▶ **What the exercise asks**
Repeat the entries exactly as they appear.

· · · · · · ·

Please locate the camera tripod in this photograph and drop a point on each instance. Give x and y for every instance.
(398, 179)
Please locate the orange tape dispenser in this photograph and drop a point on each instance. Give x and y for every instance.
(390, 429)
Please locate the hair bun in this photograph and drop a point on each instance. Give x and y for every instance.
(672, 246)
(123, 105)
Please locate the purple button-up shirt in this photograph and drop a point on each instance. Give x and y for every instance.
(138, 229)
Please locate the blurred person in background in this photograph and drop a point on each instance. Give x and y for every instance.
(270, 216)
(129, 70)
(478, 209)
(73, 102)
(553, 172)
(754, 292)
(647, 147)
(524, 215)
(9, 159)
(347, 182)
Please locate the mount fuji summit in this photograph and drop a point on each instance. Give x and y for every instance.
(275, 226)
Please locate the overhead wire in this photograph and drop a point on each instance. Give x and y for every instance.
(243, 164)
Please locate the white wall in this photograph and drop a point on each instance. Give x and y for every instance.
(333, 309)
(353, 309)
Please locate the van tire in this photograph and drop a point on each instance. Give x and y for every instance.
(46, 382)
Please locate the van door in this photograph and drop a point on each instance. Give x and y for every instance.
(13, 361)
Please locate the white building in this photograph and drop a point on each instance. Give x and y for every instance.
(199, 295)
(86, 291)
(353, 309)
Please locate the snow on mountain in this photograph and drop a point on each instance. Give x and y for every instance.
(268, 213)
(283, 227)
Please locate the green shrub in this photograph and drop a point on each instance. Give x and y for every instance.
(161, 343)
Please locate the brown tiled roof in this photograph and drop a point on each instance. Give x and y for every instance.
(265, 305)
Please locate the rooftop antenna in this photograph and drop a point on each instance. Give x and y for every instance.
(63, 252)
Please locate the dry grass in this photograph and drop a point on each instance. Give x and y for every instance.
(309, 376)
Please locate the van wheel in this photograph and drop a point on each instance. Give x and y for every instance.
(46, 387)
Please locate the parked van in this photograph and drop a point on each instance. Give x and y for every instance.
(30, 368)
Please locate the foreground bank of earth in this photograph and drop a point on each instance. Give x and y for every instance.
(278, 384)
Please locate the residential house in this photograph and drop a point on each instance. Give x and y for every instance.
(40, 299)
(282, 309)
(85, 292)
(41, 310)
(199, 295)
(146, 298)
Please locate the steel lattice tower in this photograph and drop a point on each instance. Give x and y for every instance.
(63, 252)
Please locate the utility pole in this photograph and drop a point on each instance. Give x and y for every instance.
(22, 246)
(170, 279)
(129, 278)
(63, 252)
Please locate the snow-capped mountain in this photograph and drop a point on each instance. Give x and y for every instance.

· · · · · · ·

▶ **Response to this task**
Please locate the camera tripod in this photograph and drop a point on each instance. Give x and y for every instance.
(398, 179)
Please locate the orange tape dispenser in this photograph and drop a point on each instance. Give x and y for every instance.
(390, 429)
Please locate the hair bun in this photograph and drop a point on each instance. Give x and y for every instance.
(672, 246)
(123, 105)
Please locate the purple button-up shirt in this photograph and drop a point on each instance. Give x and y for every instance.
(138, 229)
Please locate the blurred person in background in this photograph and drop a point on each instance. Give x and y for every instance.
(270, 216)
(129, 70)
(478, 209)
(73, 102)
(553, 172)
(754, 292)
(647, 147)
(524, 215)
(9, 159)
(347, 182)
Please locate the mount fuji summit in this photograph and drop a point on each instance. Give x and y for every instance.
(275, 226)
Please locate the overhead wire in this photograph and drop a point on each instance. Give x and y for every instance.
(243, 164)
Please locate the white wall in this photograph and drop a point on each instance. Give x and y for every instance.
(333, 309)
(353, 309)
Please locate the van tire in this photograph and drop a point on each instance. Give x and y for every instance.
(46, 382)
Please locate the van door in this photograph and drop a point on each instance. Give x and y for every instance.
(13, 361)
Please locate the white building in this photograph and drop a point on each instance. Give x and y for every instance.
(199, 295)
(86, 291)
(353, 309)
Please locate the snow on mountain in this photograph and drop a point on each instance. Give x and y for every instance.
(268, 213)
(283, 227)
Please locate the green shrub in this photograph and drop a point on each instance. Give x and y for every instance.
(161, 343)
Please locate the brown tiled roof in this photograph and drop a point on each instance. Give x and y for every instance.
(265, 305)
Please locate the rooftop antenna in this photograph and drop a point on each instance. Give x and y for every instance.
(63, 252)
Please locate the dry grass in this photograph and drop a point on each instance. Give x and y for every instance.
(309, 376)
Please locate the van wheel in this photograph and drop a point on each instance. Give x and y for every instance.
(46, 387)
Please locate the parked van in this photograph and drop a point on each instance. Give x and y for every instance.
(30, 368)
Please locate the foreground bank of earth in this photograph and drop a point on each instance. Give x and y for every instance.
(278, 384)
Please locate the residential house in this photograph and drop a point on each instance. Give x and y for every instance.
(40, 299)
(282, 309)
(85, 292)
(41, 310)
(199, 295)
(146, 298)
Please locate the steel lattice tower in this photograph and drop a point on each instance. Give x and y for every instance.
(63, 252)
Please locate the utility pole in this photograph and drop a point on each instance. Give x and y for every instance.
(22, 246)
(170, 279)
(129, 278)
(63, 252)
Please locate the snow-capped mountain in this photograph and drop a point on each instance. Give x and y for every instance.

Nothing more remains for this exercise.